(Data entries)
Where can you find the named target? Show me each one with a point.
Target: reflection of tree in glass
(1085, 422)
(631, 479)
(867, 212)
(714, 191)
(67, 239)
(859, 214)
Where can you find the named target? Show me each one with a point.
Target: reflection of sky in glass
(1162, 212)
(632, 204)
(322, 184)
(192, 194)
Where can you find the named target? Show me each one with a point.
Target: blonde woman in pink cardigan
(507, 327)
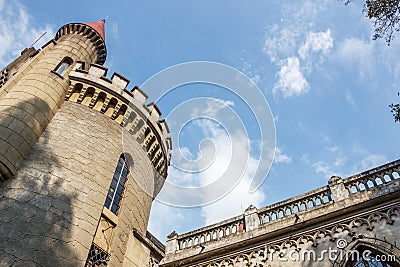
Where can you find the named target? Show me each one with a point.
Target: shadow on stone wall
(36, 210)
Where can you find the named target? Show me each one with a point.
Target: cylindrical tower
(83, 193)
(34, 95)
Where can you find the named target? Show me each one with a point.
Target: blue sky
(327, 83)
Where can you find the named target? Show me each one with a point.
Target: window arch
(117, 186)
(63, 66)
(366, 256)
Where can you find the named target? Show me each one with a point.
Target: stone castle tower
(81, 158)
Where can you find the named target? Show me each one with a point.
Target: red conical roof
(98, 26)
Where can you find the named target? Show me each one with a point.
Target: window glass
(63, 66)
(117, 186)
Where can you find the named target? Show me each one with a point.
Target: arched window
(369, 257)
(117, 187)
(64, 65)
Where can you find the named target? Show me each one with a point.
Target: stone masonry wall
(51, 208)
(33, 98)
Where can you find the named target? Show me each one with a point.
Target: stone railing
(230, 227)
(304, 202)
(372, 179)
(338, 189)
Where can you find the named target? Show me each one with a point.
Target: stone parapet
(90, 87)
(328, 204)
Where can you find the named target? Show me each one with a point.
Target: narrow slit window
(117, 186)
(63, 66)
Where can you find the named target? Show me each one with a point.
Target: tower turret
(30, 99)
(82, 159)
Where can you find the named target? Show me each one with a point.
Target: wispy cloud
(295, 47)
(291, 80)
(356, 54)
(17, 31)
(281, 157)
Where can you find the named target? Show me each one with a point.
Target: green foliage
(385, 15)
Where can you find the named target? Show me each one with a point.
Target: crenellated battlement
(91, 87)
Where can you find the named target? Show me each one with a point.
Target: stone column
(251, 218)
(337, 188)
(172, 243)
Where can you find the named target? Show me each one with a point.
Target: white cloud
(295, 36)
(356, 54)
(372, 161)
(316, 42)
(330, 169)
(322, 167)
(239, 197)
(280, 157)
(17, 31)
(214, 105)
(291, 80)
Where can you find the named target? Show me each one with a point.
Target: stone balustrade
(372, 179)
(338, 189)
(304, 202)
(230, 227)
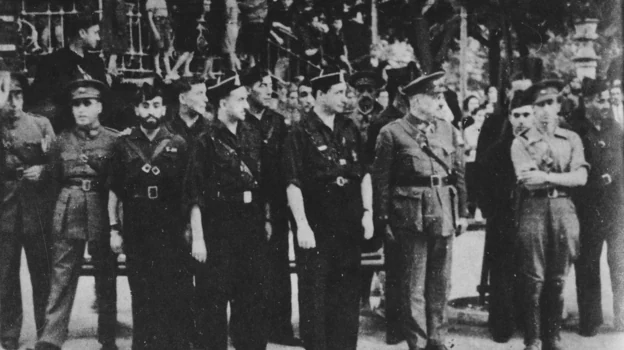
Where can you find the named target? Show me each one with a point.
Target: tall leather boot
(532, 316)
(553, 318)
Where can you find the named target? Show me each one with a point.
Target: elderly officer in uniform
(79, 159)
(27, 200)
(330, 195)
(548, 162)
(272, 130)
(600, 207)
(420, 196)
(146, 174)
(228, 216)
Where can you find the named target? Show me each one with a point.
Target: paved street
(466, 273)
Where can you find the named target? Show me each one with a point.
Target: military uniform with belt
(600, 206)
(223, 182)
(79, 160)
(548, 162)
(147, 175)
(420, 193)
(326, 166)
(25, 213)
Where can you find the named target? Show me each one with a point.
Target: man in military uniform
(79, 159)
(330, 195)
(228, 215)
(146, 174)
(272, 129)
(600, 206)
(420, 196)
(27, 199)
(189, 121)
(548, 162)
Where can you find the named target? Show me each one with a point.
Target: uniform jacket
(78, 155)
(133, 182)
(604, 149)
(26, 142)
(400, 158)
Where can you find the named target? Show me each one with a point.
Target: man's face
(306, 100)
(15, 103)
(91, 36)
(335, 98)
(521, 119)
(235, 104)
(86, 111)
(383, 99)
(293, 99)
(547, 111)
(151, 112)
(599, 104)
(261, 91)
(195, 98)
(616, 96)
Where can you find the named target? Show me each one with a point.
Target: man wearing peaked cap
(548, 161)
(79, 160)
(330, 195)
(271, 129)
(228, 212)
(425, 186)
(600, 208)
(26, 201)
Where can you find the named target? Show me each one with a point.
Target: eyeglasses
(518, 115)
(87, 102)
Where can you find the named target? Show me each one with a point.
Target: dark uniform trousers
(234, 272)
(25, 211)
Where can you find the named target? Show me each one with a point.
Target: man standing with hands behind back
(419, 195)
(329, 192)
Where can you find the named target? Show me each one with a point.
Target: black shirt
(272, 131)
(318, 159)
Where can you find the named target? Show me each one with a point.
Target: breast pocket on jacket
(407, 206)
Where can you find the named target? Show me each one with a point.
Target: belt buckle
(85, 185)
(152, 192)
(553, 193)
(341, 181)
(19, 173)
(436, 181)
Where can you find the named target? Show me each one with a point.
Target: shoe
(288, 341)
(10, 344)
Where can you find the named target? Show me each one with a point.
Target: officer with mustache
(146, 174)
(600, 207)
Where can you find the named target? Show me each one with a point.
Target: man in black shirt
(330, 194)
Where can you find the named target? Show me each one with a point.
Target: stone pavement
(466, 272)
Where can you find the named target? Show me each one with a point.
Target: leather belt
(427, 181)
(555, 192)
(14, 174)
(87, 185)
(245, 197)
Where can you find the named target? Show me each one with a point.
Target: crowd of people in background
(216, 168)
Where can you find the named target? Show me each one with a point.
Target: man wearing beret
(497, 196)
(330, 195)
(27, 200)
(79, 160)
(228, 215)
(420, 197)
(600, 206)
(272, 130)
(548, 162)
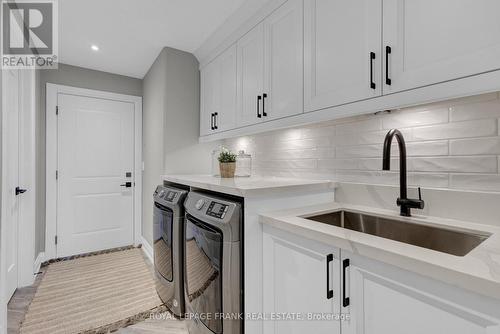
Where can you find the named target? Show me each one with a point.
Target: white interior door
(11, 201)
(95, 151)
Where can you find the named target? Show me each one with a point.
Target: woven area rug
(94, 294)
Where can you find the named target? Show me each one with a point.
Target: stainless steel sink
(437, 238)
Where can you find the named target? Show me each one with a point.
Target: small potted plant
(227, 163)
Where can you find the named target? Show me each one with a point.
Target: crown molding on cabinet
(468, 86)
(242, 21)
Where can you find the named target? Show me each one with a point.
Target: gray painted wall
(171, 109)
(78, 77)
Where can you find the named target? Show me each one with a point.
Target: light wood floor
(18, 306)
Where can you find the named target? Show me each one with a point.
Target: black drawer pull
(258, 106)
(263, 105)
(388, 51)
(372, 58)
(345, 300)
(329, 292)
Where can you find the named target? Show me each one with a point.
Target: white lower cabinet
(376, 298)
(300, 276)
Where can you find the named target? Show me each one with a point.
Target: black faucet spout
(403, 201)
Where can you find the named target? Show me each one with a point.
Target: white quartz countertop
(478, 271)
(250, 186)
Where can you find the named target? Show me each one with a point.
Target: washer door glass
(203, 272)
(163, 230)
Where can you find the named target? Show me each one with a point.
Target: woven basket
(227, 169)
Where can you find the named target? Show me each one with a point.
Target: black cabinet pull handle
(263, 103)
(329, 292)
(20, 191)
(388, 51)
(258, 106)
(372, 58)
(345, 300)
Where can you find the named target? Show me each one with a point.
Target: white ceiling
(131, 33)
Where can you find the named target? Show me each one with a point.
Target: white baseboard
(147, 249)
(38, 262)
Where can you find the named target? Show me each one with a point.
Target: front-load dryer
(168, 234)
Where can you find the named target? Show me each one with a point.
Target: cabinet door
(436, 41)
(298, 273)
(209, 99)
(218, 94)
(342, 52)
(226, 117)
(385, 299)
(250, 55)
(283, 64)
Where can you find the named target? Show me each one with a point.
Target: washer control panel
(199, 204)
(217, 210)
(167, 195)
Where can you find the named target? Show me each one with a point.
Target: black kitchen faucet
(403, 201)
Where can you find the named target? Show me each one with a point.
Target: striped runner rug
(92, 294)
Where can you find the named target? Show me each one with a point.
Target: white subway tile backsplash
(477, 164)
(403, 119)
(475, 146)
(364, 125)
(477, 128)
(464, 112)
(487, 182)
(450, 144)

EXERCISE DETAILS: The records above need to be given again exactly. Omit the pictures.

OUTPUT BELOW:
Where can you find the named target? Show me each one with a point.
Target: reflection of tree in glass
(1085, 422)
(631, 479)
(867, 212)
(714, 191)
(67, 239)
(859, 214)
Where can you find the named target? Show me each one with a point.
Target: reflection of sky in glass
(1162, 212)
(632, 204)
(322, 184)
(192, 194)
Where can you find the named target? Show me each one with a point.
Target: blonde woman in pink cardigan
(507, 327)
Where can you find the named target? Show me each one with a point.
Target: shadow on stone wall
(36, 210)
Where can you find the named target? Show me each one with a point.
Target: cylindrical tower
(83, 193)
(34, 95)
Where can you find the named target? Show me each one with a point.
Target: blue sky
(327, 83)
Where can you find the named target? Show me each one with a point.
Target: window arch
(117, 186)
(63, 66)
(366, 256)
Where can you find the named target? Show me each one with a point.
Target: stone castle tower
(81, 158)
Where can you find the named target? Show me each one with a point.
Target: red conical roof
(98, 26)
Where can you find the named target? Show me each one with a point.
Target: window glass
(63, 66)
(117, 186)
Where can you find the named target? Show me each one with a point.
Target: arched window
(369, 257)
(117, 187)
(64, 65)
Where can you find the named target? Show me each one with a point.
Target: stone masonry wall
(51, 208)
(33, 98)
Where can you find the named target? Show me each one with a point.
Target: stone railing
(230, 227)
(304, 202)
(372, 179)
(338, 189)
Where can you find the named target? Show me each one with a point.
Target: stone parapet
(90, 87)
(328, 204)
Where can you find the named target? Show me each one with a point.
Target: narrow slit window
(117, 186)
(63, 66)
Where can you find the named target? Show me each one with a point.
Target: tower turret
(30, 99)
(82, 159)
Where can you find the named target? Show me each one with a point.
Target: wispy cloud
(295, 47)
(291, 80)
(356, 54)
(17, 31)
(281, 157)
Where can you find the named target? Show me each one with a point.
Target: green foliage
(385, 15)
Where can you find the named target? Show me each one with a point.
Target: crenellated battlement
(91, 87)
Where can you find the named target? Show me each one with a point.
Target: stone column
(251, 218)
(337, 188)
(172, 243)
Where can you find the named target? Show me each one with a point.
Target: white cloud
(295, 36)
(356, 54)
(372, 161)
(316, 42)
(330, 169)
(322, 167)
(239, 197)
(280, 157)
(17, 31)
(214, 105)
(291, 80)
Where can you find the named target? Show me each one with a point.
Target: stone balustrade
(372, 179)
(338, 189)
(304, 202)
(230, 227)
Where can you find the named target? Show me each one with a point.
Target: tall leather boot
(532, 316)
(553, 318)
Where can you find the named target? Show me each one with a point.
Target: elderly officer in uniform
(79, 159)
(27, 200)
(330, 195)
(548, 162)
(272, 130)
(600, 207)
(420, 196)
(146, 174)
(228, 216)
Where can you find the named target? Show me each one with a point.
Target: paved street
(466, 273)
Where can you find the named target? Show me each one with a point.
Target: military uniform with belt
(600, 206)
(223, 182)
(79, 160)
(548, 162)
(147, 175)
(420, 193)
(326, 166)
(25, 213)
Where can you find the named target? Show me each one with a point.
Target: man in military uniform
(79, 159)
(330, 195)
(228, 215)
(146, 174)
(272, 129)
(600, 206)
(420, 196)
(27, 199)
(189, 121)
(548, 162)
Where can you find the named target? Show me each one with a point.
Target: uniform jacket
(78, 155)
(133, 182)
(604, 149)
(26, 142)
(400, 158)
Where can you find the named target? Show me each one with a point.
Target: man's face
(306, 100)
(15, 103)
(91, 36)
(335, 98)
(521, 119)
(235, 104)
(86, 111)
(383, 99)
(293, 99)
(547, 111)
(151, 112)
(599, 104)
(261, 91)
(195, 98)
(616, 96)
Where can you find the named target? Show me each one with a point.
Target: man wearing peaked cap
(548, 161)
(79, 160)
(330, 195)
(271, 129)
(228, 212)
(425, 186)
(600, 208)
(26, 201)
Where can you find the named target? Show me each one with a point.
Target: eyeglasses
(518, 115)
(87, 102)
Where can you find the named target? Show me each one with a point.
Target: dark uniform trousers
(234, 272)
(25, 211)
Where can you find the named target? Show me each one with a point.
Target: man standing with hands behind back
(419, 195)
(329, 192)
Where can you find the named target? Show me each one with a point.
Target: black shirt
(272, 131)
(318, 159)
Where can you find the named target? Show me each one with a point.
Target: breast pocket on jacket
(407, 206)
Where can you find the named target? Show me each one with a point.
Target: belt buckle
(85, 185)
(152, 192)
(553, 193)
(341, 181)
(19, 173)
(436, 181)
Where can you find the named target? Show me each one with a point.
Target: shoe
(288, 341)
(10, 344)
Where can you find the named target? Show me each one with a point.
Target: officer with mustache
(146, 174)
(600, 207)
Where can you find the named target? Show me each one with a point.
Target: man in black shirt
(330, 194)
Where can you find the named target? Show me each one with a point.
Target: stone pavement
(466, 272)
Where can you find the named target? Show me each one with a point.
Target: leather belt
(427, 181)
(555, 192)
(14, 174)
(87, 185)
(245, 197)
Where can you find the named target? Show me each one with a point.
Target: crowd of people in background
(216, 168)
Where can you find the named target? Show me each one with a point.
Target: man wearing beret
(497, 196)
(330, 195)
(27, 200)
(79, 160)
(228, 215)
(420, 197)
(600, 206)
(272, 130)
(548, 162)
Where can you find the named target? Show me each one with a point.
Target: white interior door
(11, 201)
(95, 151)
Where can you find the named target? Show me each one with a point.
Target: woven area rug
(94, 294)
Where can you find the named target? Show me each one with a point.
Target: stainless steel sink
(437, 238)
Where can you find the named target? Show me each one with a point.
Target: small potted plant
(227, 163)
Where can you find the named target? Show me each one with a point.
Target: crown molding on cabinet
(468, 86)
(242, 21)
Where can you find the named target? Show me each one with a point.
Target: gray painted wall
(171, 109)
(78, 77)
Where can you find the named target? Show me each one with a point.
Target: light wood floor
(18, 306)
Where can you find the named target? Show me each one with a point.
Target: black drawer pull
(258, 106)
(263, 105)
(388, 51)
(372, 58)
(345, 300)
(329, 292)
Where can you find the named target? Show me each one with a point.
Target: white lower cabinet
(376, 298)
(300, 276)
Where can you find the named target? Show me each one with a point.
Target: black faucet spout
(403, 201)
Where can you find the named target? Show me each one with a point.
Target: white quartz countertop
(478, 271)
(250, 186)
Where can you find the named target? Show me each one with a point.
Target: washer door glass
(203, 272)
(163, 230)
Where can you find the named target? Show me each one with a point.
Target: woven basket
(227, 169)
Where can you find the named target? Show me each one with a point.
Target: black cabinet pull handle
(263, 103)
(329, 292)
(20, 191)
(388, 51)
(258, 106)
(372, 58)
(345, 300)
Where can you find the named target? Show me each one with a point.
Target: white ceiling
(131, 33)
Where can you find the named target? Show me each one with a point.
Target: white baseboard
(147, 249)
(38, 262)
Where can you find the named target? Show me each one with a point.
Target: front-load dryer
(168, 234)
Where can you find the named target? Show me each one with a point.
Target: cabinet door
(436, 41)
(298, 273)
(209, 99)
(218, 94)
(342, 52)
(226, 117)
(385, 299)
(250, 55)
(283, 64)
Where can you find the named target? Show me each one with a point.
Target: washer control panel
(199, 204)
(217, 210)
(167, 195)
Where can you find the named target? Show me each one with a point.
Target: black kitchen faucet
(403, 201)
Where can you find the named target? Show me each one with a point.
Target: striped runner rug
(92, 294)
Where can you find the named target? Show me each one with a point.
Target: white subway tile backsplash
(477, 164)
(403, 119)
(475, 146)
(364, 125)
(477, 128)
(464, 112)
(487, 182)
(450, 144)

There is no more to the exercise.